--- Recorded data Enclosed Below ---

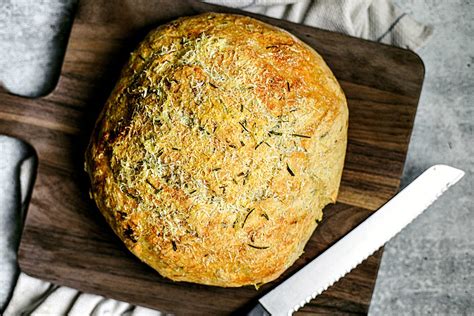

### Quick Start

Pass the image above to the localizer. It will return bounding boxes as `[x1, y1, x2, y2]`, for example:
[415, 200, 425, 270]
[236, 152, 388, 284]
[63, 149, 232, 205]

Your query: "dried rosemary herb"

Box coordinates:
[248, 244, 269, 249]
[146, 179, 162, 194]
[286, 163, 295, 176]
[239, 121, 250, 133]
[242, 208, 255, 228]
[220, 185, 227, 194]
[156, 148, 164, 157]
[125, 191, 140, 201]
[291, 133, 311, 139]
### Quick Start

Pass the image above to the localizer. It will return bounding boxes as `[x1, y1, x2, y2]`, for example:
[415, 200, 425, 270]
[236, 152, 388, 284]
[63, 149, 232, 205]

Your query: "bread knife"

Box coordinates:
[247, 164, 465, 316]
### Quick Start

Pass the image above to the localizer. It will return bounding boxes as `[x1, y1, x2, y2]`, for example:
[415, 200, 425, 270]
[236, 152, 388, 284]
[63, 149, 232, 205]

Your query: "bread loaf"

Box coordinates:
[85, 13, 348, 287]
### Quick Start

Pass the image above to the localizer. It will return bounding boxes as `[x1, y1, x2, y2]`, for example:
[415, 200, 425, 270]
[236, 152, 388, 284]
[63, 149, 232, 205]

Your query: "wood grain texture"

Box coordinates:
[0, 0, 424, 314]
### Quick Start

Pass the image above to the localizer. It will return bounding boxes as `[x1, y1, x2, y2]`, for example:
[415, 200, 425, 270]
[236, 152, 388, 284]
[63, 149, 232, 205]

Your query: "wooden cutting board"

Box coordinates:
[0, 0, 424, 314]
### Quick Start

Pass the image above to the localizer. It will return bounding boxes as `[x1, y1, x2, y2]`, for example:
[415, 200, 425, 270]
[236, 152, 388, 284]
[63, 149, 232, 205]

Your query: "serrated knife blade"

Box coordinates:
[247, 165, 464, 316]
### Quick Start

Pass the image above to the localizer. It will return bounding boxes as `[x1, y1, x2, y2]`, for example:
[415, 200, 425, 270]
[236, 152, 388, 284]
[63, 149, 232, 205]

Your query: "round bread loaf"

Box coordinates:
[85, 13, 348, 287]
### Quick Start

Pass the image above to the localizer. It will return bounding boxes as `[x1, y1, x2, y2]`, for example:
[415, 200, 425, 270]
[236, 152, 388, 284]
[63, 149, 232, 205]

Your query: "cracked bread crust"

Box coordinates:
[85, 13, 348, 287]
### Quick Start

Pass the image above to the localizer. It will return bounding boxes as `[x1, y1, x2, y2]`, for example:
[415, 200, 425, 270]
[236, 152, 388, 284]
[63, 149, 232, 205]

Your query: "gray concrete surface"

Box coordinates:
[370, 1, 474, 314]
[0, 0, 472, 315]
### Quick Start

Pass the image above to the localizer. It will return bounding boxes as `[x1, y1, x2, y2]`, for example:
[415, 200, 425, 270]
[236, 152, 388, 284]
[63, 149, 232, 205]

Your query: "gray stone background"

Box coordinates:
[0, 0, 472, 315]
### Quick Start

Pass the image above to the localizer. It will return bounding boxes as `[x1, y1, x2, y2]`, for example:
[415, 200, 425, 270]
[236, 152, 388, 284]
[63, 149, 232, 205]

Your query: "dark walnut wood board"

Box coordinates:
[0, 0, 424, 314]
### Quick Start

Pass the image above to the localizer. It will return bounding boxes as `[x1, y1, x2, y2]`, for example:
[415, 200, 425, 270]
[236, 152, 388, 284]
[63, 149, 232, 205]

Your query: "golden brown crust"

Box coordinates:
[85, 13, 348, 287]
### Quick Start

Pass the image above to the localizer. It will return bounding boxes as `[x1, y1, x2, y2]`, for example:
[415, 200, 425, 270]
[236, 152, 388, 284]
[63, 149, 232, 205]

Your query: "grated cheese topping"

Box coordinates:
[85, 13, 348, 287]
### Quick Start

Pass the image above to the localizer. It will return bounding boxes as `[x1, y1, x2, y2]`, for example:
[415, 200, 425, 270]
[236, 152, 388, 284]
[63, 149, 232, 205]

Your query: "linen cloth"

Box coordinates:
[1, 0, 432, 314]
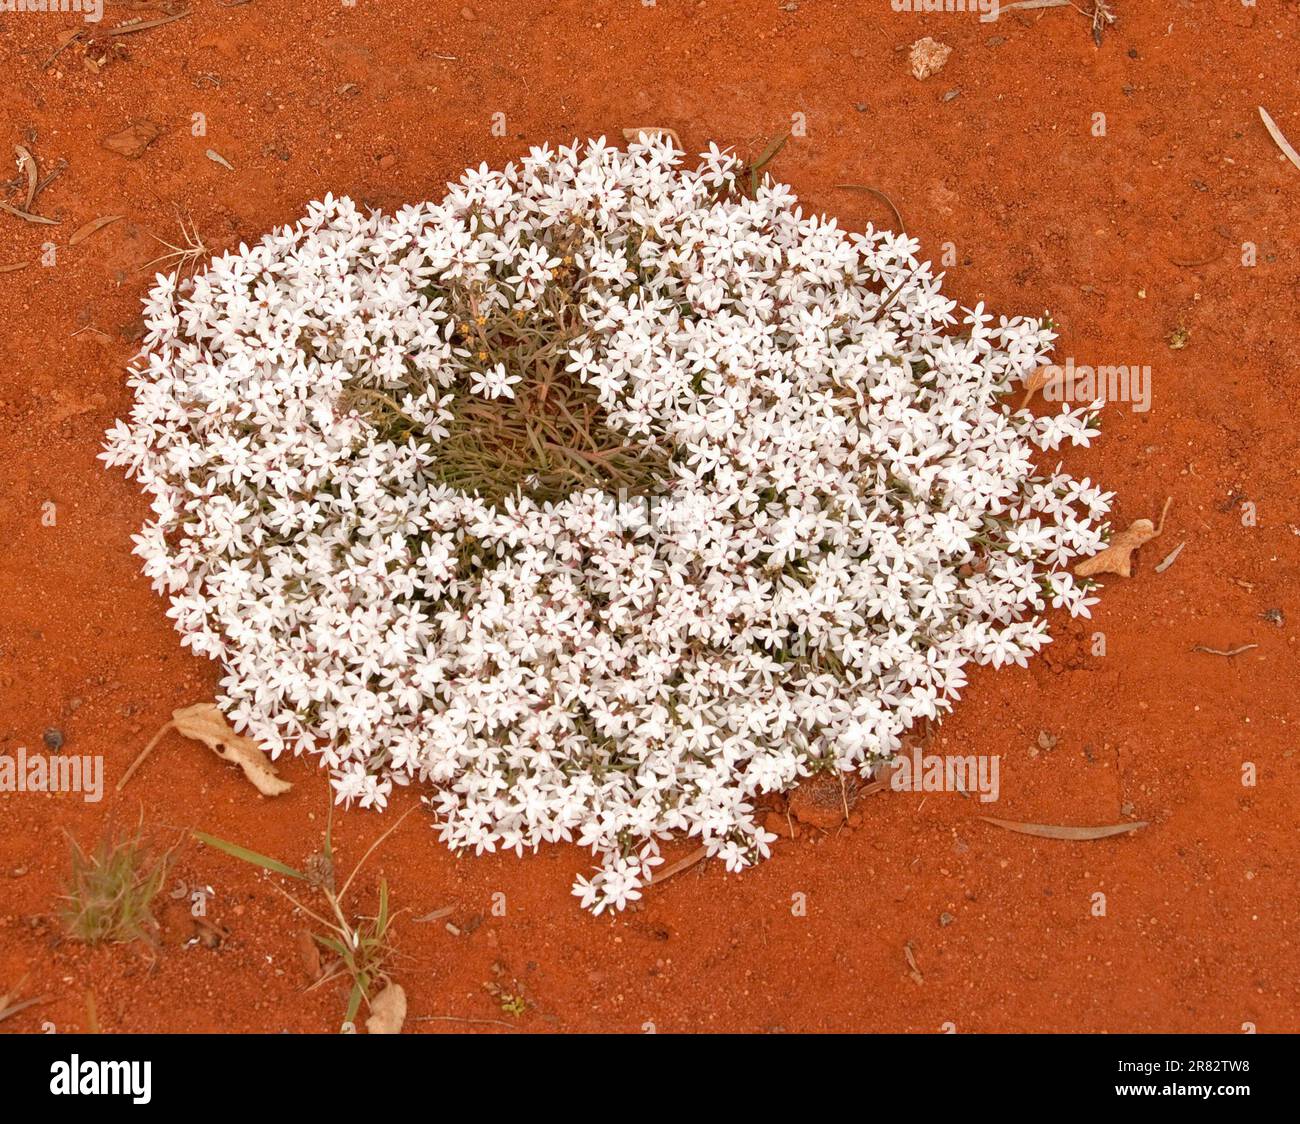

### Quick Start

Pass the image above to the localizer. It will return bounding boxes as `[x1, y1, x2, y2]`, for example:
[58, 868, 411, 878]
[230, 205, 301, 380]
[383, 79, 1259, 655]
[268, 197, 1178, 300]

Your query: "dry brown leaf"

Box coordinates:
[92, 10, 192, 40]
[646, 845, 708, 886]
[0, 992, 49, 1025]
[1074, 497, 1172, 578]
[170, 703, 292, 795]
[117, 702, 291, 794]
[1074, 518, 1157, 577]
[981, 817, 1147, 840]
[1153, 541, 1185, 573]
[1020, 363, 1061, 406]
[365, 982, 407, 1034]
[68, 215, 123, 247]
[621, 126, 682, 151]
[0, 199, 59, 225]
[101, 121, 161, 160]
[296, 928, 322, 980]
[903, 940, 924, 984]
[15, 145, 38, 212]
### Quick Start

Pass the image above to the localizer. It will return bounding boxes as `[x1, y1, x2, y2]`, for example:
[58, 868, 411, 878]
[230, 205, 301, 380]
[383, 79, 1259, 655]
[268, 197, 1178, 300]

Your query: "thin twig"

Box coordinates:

--- End of Enclosed Recorded data ---

Look through the entries and return each line that has the word "board" in it.

Your query: "wooden cutting board"
Your query: "dark walnut wood board"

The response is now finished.